### TASK DETAILS
Task for the listing below: copy it out in full, exactly.

### THE RECORDS
Segment Open

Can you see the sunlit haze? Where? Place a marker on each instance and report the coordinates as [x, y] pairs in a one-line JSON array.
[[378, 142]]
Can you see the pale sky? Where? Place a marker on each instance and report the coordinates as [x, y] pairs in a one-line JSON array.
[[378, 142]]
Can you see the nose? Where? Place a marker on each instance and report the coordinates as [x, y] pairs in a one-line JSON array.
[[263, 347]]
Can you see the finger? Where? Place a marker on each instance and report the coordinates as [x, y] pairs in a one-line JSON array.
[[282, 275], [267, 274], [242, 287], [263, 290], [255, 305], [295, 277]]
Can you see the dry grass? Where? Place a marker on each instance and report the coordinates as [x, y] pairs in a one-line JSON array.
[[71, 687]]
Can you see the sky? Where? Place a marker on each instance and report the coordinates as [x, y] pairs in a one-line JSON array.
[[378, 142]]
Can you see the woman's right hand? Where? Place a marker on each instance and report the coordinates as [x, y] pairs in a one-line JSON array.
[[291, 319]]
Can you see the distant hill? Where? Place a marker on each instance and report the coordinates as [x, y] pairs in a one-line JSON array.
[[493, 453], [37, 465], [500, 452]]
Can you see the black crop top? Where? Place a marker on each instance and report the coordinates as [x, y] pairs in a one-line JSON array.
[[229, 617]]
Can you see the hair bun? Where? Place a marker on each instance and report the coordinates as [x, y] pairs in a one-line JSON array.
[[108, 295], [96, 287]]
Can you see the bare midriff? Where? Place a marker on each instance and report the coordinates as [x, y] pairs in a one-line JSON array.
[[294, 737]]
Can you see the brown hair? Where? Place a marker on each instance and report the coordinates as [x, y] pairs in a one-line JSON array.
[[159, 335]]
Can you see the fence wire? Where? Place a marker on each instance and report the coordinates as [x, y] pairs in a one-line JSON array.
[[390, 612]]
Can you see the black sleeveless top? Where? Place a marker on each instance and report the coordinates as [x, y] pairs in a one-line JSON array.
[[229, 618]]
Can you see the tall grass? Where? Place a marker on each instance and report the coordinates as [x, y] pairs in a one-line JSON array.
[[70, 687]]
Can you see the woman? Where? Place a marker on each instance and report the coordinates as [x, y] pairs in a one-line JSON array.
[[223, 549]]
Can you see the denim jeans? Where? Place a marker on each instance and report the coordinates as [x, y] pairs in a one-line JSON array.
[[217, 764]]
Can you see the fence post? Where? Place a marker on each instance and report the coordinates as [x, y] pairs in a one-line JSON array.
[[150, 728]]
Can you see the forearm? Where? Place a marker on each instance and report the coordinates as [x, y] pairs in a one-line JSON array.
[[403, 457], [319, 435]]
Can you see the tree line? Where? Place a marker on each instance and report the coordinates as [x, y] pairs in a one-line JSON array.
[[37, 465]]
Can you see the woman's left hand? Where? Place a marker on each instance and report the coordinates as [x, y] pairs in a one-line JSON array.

Segment Closed

### RESPONSE TO THIS EXERCISE
Can you see the sunlit haze? Where? Place a marker on each instance and report the coordinates as [x, y] pairs in a one-line JSON array.
[[378, 142]]
Can you see the pale sky? Where? Place a marker on each instance and report the coordinates as [x, y] pairs in a one-line JSON array.
[[378, 142]]
Can you see the nose? Where? Place a marker on each instance and report the coordinates as [x, y] pairs in a one-line JSON array.
[[263, 347]]
Can you see the finger? Where? Place a marker on each instance and report the coordinates as [x, y] pairs in a one-line JSON array.
[[282, 275], [267, 274], [242, 287], [263, 290], [255, 305], [295, 277]]
Can you see the dry grass? Where? Place a marker on each instance and report the coordinates as [x, y] pairs in a one-line JSON array.
[[71, 687]]
Can you see the sky? Where? Place a marker on each instance and report the coordinates as [x, y] pairs in a one-line JSON array.
[[378, 142]]
Can you see the woman's right hand? Where? Place a marker on each instance and report the coordinates as [x, y] pairs in a one-line JSON array.
[[291, 319]]
Can you see the distant hill? Where? Place a marker on each instance and report the coordinates as [x, y] pairs in a one-line JSON array.
[[493, 453], [37, 465], [500, 452]]
Can you see the black crop top? Where? Place a marker on each instance and report the coordinates as [x, y] pairs in a one-line JSON array.
[[229, 617]]
Can you see the hair bun? Where? Place a marker on each instance and report the coordinates as [x, y] pairs in a one-line JSON array.
[[108, 295], [96, 287]]
Can you see the bare midriff? Where? Place a marker on each instance and report the coordinates as [x, y] pairs in a one-line JSON array.
[[294, 737]]
Can you see the brown hair? Where? Place a marker on each instance and report the coordinates as [x, y] pairs in a one-line JSON array.
[[159, 335]]
Can you see the fence wire? Where? Place a marker on each instance and report the coordinates as [x, y] pairs in a one-line JSON array.
[[390, 612]]
Can you see the black sleeveless top? Where? Place a marker on each instance and report the coordinates as [x, y] pairs in a one-line JSON array.
[[229, 618]]
Can you see the tall grass? Where? Place a marker on each instance and report the coordinates as [x, y] pairs in a one-line JSON array.
[[70, 687]]
Can you see the woman? Where? Place a marker on each instance and report the coordinates as [x, y] pairs in a one-line JSON array.
[[223, 549]]
Can you see the denim jeans? Where? Place a marker on each instance and report the coordinates as [x, y] pairs in a one-line JSON array.
[[217, 764]]
Can you see the fence post? Where? Place a marker on each instance and report the coordinates as [x, y] pairs in a one-line JSON array.
[[150, 728]]
Can you see the forearm? Where? Place a marker on each instance and report the coordinates as [x, y] pairs in a one-line JSON array.
[[403, 457], [319, 435]]
Can you see the tree line? Where? Place a marker on each instance and report the coordinates as [x, y] pairs in a one-line JSON array.
[[37, 465]]
Can you see the woman's left hand? Where? Place a marker on each instance and report the coordinates as [x, y] pairs in a one-line JSON array.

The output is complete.